Please decide whether each statement below agrees with the article on Avastin, answering yes or no and quoting the words from the article that settle it. 1. The federal advisory committee's support for rescinding the breast cancer approval was unanimous. 2. Medicare will stop covering Avastin. 3. Studies found that Avastin delayed tumor progression by up to a year.

DOCUMENT EXTRACT:
——

Following months of debate, the U.S. Food and Drug Administration announced on Friday that it has revoked its approval of the drug Avastin for breast cancer treatment after determining the medication is unsafe and does not provide a clear benefit to users grappling with that form of cancer.
In a statement, FDA Commissioner Dr. Margaret A. Hamburg said Avastin has not been proven to extend the lives of breast cancer patients or delay tumor growth. Moreover, Hamburg added the medication may expose those patients to potentially serious side effects such as high blood pressure, hemorrhaging and ovarian failure.
This was a difficult decision. [The] FDA recognizes how hard it is for patients and their families to cope with metastatic breast cancer and how great a need there is for more effective treatments. But patients must have confidence that the drugs they take are both safe and effective for their intended use, she said.
Avastin will still be remain on the market as an approved treatment for certain type of colon, lung, kidney and brain cancer, meaning some doctors could still prescribe it off-label for breast cancer.
The FDA has been considering revoking Avastin's approval for breast cancer treatment since June, when a federal advisory committee unanimously endorsed a proposal to rescind its approval. The committee ruled the drug did not improve the quality of life of breast cancer patients, based on studies that determined Avastin only delayed tumor progression for 1 to 3 months and did not prolong life.
The hearing was reportedly emotionally-charged, with several women testifying that Avastin was the only medication keeping them alive. Hamburg said she encouraged Genentech, the medication's sponsor, to conduct additional studies to determine whether there are certain subgroups of breast cancer patients that may benefit from the drug.
Some health insurance companies, including Blue Cross of California, have already stopped covering Avastin treatment for advanced breast cancer. The New York Times estimates the drug costs about $88,000 a year, meaning it will be unaffordable for many women without insurance coverage. However, Medicare, which is obligated to pay for the off-label use of cancer drugs, will continue to cover the drug.
In a statement, Genentech said it was disappointed with this outcome and plans to conduct another clinical trial in hopes of regaining FDA approval, the Times reports.

——

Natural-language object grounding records
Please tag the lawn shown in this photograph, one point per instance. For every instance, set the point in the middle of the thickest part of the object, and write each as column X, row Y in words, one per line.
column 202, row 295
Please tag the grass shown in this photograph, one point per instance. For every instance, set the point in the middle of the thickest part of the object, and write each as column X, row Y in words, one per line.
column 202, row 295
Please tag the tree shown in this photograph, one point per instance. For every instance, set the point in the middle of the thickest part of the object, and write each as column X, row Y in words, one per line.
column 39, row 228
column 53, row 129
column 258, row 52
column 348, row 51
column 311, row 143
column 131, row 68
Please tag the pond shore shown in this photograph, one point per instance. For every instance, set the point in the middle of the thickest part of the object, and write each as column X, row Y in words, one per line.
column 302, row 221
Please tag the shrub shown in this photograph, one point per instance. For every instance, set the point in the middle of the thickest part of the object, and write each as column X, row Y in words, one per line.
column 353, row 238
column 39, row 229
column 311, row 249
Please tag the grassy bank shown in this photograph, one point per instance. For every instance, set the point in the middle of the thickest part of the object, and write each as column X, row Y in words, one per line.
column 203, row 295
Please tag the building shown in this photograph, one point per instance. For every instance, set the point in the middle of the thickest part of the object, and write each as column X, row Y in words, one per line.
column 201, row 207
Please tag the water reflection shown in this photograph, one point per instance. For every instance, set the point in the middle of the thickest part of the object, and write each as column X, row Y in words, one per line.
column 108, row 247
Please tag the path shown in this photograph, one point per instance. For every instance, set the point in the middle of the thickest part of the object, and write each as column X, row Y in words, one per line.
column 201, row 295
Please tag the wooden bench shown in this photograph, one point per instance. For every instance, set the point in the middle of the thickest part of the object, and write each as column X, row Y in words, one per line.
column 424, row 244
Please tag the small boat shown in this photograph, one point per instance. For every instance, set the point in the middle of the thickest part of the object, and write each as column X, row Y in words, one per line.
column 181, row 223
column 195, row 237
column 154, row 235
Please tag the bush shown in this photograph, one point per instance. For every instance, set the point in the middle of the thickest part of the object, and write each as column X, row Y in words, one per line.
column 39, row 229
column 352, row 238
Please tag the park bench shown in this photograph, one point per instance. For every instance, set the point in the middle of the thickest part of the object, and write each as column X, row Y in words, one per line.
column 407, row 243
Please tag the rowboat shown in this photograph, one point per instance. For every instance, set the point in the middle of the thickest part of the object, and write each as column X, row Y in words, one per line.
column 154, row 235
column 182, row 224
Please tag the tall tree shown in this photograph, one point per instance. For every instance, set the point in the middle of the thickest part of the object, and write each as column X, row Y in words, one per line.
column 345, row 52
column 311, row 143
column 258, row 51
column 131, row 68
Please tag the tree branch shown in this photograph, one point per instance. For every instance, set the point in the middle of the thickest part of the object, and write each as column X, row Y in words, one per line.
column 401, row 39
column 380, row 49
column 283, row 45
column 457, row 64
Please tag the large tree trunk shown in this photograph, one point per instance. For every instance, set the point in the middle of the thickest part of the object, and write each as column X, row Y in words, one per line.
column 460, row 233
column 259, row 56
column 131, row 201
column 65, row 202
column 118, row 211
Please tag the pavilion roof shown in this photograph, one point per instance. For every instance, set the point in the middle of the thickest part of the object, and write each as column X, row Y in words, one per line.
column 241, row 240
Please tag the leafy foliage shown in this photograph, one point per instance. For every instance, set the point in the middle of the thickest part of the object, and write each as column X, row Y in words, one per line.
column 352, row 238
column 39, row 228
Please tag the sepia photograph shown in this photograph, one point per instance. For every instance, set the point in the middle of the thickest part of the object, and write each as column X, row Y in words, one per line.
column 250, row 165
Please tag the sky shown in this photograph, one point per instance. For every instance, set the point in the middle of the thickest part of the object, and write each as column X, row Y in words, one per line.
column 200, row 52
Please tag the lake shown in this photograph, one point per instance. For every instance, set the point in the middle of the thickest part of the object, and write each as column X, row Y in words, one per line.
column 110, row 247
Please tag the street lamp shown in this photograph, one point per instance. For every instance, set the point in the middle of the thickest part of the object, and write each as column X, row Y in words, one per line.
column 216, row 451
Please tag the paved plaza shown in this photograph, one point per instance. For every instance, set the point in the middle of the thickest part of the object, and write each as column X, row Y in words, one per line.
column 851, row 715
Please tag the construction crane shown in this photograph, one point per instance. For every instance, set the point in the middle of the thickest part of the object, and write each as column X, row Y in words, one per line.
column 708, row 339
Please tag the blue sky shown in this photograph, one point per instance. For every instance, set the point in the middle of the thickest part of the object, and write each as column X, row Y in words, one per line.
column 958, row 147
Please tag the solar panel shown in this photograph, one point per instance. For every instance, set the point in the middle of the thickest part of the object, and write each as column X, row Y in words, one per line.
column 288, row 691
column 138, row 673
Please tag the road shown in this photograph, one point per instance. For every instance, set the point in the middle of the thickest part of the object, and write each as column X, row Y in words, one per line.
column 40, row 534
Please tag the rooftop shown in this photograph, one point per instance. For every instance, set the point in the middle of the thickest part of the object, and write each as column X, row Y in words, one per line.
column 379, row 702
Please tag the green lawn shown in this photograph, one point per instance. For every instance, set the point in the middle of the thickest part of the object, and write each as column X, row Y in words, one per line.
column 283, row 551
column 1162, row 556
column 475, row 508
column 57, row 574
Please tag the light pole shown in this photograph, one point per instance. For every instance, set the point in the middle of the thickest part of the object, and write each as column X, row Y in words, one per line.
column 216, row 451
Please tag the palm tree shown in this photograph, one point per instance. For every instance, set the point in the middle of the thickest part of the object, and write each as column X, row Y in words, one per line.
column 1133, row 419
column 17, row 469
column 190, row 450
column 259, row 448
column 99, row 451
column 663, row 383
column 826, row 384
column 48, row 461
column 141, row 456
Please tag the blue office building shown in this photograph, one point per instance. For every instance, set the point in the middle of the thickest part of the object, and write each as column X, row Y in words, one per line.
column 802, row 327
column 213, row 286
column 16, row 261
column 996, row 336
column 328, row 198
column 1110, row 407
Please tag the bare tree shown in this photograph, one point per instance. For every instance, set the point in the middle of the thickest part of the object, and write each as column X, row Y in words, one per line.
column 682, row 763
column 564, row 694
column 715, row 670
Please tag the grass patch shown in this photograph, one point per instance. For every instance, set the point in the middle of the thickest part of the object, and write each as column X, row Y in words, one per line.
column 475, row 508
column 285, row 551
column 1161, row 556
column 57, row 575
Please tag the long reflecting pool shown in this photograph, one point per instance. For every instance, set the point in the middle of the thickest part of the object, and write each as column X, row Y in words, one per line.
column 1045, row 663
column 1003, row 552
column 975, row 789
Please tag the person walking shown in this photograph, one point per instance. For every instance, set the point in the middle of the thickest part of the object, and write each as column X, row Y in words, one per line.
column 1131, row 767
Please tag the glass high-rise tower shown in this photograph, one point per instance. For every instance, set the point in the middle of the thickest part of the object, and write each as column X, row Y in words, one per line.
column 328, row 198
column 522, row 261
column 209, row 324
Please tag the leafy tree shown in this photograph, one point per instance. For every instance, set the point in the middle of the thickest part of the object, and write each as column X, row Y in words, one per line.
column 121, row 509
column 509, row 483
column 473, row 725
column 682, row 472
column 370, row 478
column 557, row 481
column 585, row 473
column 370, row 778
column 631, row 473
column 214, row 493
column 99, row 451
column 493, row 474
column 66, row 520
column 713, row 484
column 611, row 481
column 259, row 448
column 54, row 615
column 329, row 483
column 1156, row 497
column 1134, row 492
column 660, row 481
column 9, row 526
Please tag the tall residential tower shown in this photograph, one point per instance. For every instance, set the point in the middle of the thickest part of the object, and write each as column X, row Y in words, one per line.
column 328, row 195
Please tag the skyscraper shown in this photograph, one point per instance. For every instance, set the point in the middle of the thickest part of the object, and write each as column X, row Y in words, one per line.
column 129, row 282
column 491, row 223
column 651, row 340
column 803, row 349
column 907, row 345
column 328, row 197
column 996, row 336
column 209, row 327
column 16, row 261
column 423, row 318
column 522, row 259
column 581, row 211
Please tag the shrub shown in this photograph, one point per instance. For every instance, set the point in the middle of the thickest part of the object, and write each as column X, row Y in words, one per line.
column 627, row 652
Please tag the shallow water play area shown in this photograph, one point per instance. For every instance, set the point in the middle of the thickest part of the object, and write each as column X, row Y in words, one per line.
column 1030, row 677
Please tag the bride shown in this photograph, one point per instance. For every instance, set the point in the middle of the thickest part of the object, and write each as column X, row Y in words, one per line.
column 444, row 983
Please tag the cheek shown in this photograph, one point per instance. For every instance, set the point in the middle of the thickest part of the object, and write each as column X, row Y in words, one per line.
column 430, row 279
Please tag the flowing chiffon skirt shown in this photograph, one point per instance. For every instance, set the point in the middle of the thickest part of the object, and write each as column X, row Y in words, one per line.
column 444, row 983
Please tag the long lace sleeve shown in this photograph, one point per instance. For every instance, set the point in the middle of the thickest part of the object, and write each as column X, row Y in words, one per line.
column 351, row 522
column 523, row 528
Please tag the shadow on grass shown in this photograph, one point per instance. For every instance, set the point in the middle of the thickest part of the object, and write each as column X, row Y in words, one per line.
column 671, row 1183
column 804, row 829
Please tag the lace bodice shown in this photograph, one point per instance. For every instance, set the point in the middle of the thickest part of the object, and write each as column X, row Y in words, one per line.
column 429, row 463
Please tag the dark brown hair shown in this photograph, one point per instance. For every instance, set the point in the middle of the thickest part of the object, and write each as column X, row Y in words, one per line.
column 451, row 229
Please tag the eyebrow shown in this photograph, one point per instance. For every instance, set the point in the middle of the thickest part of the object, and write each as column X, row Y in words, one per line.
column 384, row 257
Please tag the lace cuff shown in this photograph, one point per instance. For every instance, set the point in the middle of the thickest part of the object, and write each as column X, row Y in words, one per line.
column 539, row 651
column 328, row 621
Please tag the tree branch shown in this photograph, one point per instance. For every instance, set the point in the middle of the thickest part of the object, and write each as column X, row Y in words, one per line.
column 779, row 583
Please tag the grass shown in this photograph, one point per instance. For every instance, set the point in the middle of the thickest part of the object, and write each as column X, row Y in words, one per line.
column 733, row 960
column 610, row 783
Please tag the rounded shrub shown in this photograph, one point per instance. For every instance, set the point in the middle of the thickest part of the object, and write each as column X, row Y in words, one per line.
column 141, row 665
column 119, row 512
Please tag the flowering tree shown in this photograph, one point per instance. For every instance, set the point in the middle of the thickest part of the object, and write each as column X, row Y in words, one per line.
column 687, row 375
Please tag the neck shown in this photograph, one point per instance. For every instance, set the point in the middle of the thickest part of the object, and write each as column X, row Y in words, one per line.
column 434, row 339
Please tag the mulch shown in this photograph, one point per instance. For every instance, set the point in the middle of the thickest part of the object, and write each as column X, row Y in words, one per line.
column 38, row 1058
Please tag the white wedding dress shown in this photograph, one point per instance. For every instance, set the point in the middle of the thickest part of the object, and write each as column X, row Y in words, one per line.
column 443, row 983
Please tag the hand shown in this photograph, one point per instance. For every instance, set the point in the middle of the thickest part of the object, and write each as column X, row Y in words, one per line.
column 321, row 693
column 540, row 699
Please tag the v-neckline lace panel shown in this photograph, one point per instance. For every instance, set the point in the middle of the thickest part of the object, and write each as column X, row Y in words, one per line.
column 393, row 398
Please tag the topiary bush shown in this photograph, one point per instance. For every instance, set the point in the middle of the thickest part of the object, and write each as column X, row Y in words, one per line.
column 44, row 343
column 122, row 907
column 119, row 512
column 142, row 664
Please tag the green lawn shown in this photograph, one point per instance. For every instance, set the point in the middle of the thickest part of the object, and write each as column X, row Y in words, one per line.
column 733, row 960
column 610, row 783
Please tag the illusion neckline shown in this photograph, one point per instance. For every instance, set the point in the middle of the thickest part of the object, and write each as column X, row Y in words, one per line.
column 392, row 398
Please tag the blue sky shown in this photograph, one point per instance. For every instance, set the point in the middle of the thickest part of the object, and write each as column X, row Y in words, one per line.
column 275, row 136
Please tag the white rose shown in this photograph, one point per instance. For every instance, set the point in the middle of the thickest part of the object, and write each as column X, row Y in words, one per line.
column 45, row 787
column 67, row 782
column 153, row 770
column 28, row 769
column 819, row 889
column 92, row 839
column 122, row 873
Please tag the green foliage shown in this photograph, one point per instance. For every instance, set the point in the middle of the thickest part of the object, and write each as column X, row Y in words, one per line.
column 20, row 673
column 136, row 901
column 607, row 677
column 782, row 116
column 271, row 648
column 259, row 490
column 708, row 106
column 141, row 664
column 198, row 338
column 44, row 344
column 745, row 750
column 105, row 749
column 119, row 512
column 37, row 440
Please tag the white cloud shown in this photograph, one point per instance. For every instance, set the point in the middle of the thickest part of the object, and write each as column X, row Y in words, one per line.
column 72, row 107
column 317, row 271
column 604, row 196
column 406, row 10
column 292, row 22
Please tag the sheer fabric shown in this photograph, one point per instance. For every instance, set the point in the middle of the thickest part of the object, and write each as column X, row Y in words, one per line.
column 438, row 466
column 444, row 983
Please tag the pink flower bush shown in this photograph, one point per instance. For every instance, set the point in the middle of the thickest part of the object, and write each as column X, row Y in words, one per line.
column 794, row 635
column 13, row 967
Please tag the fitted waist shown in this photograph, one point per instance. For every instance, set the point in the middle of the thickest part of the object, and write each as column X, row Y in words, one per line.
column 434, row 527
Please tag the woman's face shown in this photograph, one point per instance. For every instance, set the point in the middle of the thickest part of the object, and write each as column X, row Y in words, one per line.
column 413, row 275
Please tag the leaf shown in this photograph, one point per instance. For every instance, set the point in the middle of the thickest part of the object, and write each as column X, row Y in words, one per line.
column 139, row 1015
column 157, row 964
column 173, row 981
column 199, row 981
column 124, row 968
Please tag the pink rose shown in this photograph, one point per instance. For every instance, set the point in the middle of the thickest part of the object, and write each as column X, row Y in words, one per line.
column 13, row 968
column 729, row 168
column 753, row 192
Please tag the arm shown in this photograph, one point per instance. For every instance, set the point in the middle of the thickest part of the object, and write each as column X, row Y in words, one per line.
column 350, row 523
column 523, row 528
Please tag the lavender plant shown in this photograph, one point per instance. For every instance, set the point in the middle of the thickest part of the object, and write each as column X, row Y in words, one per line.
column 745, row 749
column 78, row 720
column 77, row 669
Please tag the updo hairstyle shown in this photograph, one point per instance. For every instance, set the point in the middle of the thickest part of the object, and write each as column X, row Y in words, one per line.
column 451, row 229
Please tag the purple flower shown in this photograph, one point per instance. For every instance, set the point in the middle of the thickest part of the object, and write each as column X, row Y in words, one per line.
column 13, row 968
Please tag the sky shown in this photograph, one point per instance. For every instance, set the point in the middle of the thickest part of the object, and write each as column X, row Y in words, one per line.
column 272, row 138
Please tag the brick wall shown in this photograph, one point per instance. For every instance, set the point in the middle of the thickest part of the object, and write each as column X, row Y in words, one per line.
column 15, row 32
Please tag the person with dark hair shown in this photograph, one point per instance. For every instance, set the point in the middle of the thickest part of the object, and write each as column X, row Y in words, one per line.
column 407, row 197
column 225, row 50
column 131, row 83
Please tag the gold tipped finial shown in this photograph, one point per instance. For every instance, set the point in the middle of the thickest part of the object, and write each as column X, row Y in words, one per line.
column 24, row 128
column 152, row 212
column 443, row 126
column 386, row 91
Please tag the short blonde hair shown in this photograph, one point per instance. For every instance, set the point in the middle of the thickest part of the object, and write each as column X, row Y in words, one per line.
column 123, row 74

——

RESPONSE TO THIS TASK:
1. Yes: "a federal advisory committee unanimously endorsed a proposal to rescind its approval"
2. No: "Medicare, which is obligated to pay for the off-label use of cancer drugs, will continue to cover the drug"
3. No: "Avastin only delayed tumor progression for 1 to 3 months"